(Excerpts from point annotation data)
########################################
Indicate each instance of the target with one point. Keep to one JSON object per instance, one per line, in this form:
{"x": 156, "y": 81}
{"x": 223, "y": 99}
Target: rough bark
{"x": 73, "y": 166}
########################################
Problem to work on:
Print every row above again, word for word, with nothing left out or changed.

Response to this task:
Indicate each instance of the target with one point. Keep to one JSON object per instance, one per line, in this form:
{"x": 156, "y": 81}
{"x": 223, "y": 99}
Target: rough bark
{"x": 73, "y": 166}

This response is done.